> _DOCUMENT TEXT_:
● ● ● ● ●
# Continuous Control

---

### 1. Environment setup

Run the second version of the environment (with 20 agents)

In [1]:
from unityagents import UnityEnvironment
import numpy as np

env = UnityEnvironment(file_name='./Reacher_Linux/Reacher.x86_64')

INFO:unityagents:
'Academy' started successfully!
Unity Academy name: Academy
        Number of Brains: 1
        Number of External Brains : 1
        Lesson number : 0
        Reset Parameters :
		goal_speed -> 1.0
		goal_size -> 5.0
Unity brain name: ReacherBrain
        Number of Visual Observations (per agent): 0
        Vector Observation space type: continuous
        Vector Observation space size (per agent): 33
        Number of stacked Vector Observation: 1
        Vector Action space type: continuous
        Vector Action space size (per agent): 4
        Vector Action descriptions: , , , 


### 2. Register important stuff

In [2]:
# get the default brain
brain_name = env.brain_names[0]
brain = env.brains[brain_name]

# reset the environment
env_info = env.reset(train_mode=True)[brain_name]
n_agents = len(env_info.agents)
state_dim = env_info.vector_observations.shape[1]
action_dim = brain.vector_action_space_size
print(f"n_agents: {n_agents}, state_dim: {state_dim}, action_dim: {action_dim}")

n_agents: 20, state_dim: 33, action_dim: 4


In [3]:
states = env_info.vector_observations
actions = np.random.randn(n_agents, action_dim)
env_info = env.step(actions)[brain_name]
rewards = env_info.rewards
dones = env_info.local_done
for val, name in zip([states, actions, rewards, dones], ['states', 'actions', 'rewards', 'dones']):
    print(f"type({name}): {type(val)}")
● ● ● ● ●
> _COLLECTED DATA_:
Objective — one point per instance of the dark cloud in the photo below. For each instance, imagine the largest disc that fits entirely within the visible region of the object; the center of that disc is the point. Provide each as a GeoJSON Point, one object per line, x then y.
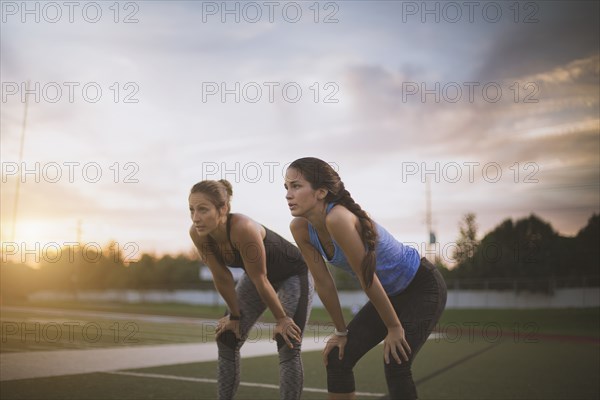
● ● ● ● ●
> _EXERCISE TASKS_:
1. Return everything from "# reset the" down to "actions = np.random.randn(n_agents, action_dim)" in the Continuous Control notebook, copied without any changes.
2. In the Continuous Control notebook, what is the size of the vector action space for each agent?

> _SOLUTIONS BY TASK_:
1.
# reset the environment
env_info = env.reset(train_mode=True)[brain_name]
n_agents = len(env_info.agents)
state_dim = env_info.vector_observations.shape[1]
action_dim = brain.vector_action_space_size
print(f"n_agents: {n_agents}, state_dim: {state_dim}, action_dim: {action_dim}")

n_agents: 20, state_dim: 33, action_dim: 4


In [3]:
states = env_info.vector_observations
actions = np.random.randn(n_agents, action_dim)

2. 4